» Task statement
The line holding "Point to the woven" and all lines that follow it to the end of the data: return these exactly, and nothing more.

*** Data extracts ***

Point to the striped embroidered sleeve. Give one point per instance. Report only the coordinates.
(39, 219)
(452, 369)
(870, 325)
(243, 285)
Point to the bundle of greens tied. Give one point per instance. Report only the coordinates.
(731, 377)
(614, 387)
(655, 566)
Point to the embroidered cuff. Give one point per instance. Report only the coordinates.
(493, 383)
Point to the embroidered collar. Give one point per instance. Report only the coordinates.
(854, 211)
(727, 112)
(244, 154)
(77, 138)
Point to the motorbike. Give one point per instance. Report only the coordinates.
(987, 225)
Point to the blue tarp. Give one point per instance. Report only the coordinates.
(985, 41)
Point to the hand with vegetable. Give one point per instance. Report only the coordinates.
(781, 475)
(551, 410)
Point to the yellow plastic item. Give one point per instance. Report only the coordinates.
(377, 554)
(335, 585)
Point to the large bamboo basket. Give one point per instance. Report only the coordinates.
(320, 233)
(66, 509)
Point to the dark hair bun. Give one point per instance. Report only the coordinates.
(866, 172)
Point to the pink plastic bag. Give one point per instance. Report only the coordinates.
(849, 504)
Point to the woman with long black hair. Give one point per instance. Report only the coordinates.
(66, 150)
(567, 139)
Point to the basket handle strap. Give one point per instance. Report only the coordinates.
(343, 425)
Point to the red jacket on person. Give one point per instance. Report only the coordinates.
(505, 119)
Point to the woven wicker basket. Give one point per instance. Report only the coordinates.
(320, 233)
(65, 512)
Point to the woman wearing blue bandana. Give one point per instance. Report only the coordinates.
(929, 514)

*** End of Data extracts ***

» Final answer
Point to the woven wicker basket. Give one point per instance. Report only the coordinates.
(320, 233)
(65, 512)
Point to the woman wearing blue bandana. Give one point per instance. Report only the coordinates.
(929, 514)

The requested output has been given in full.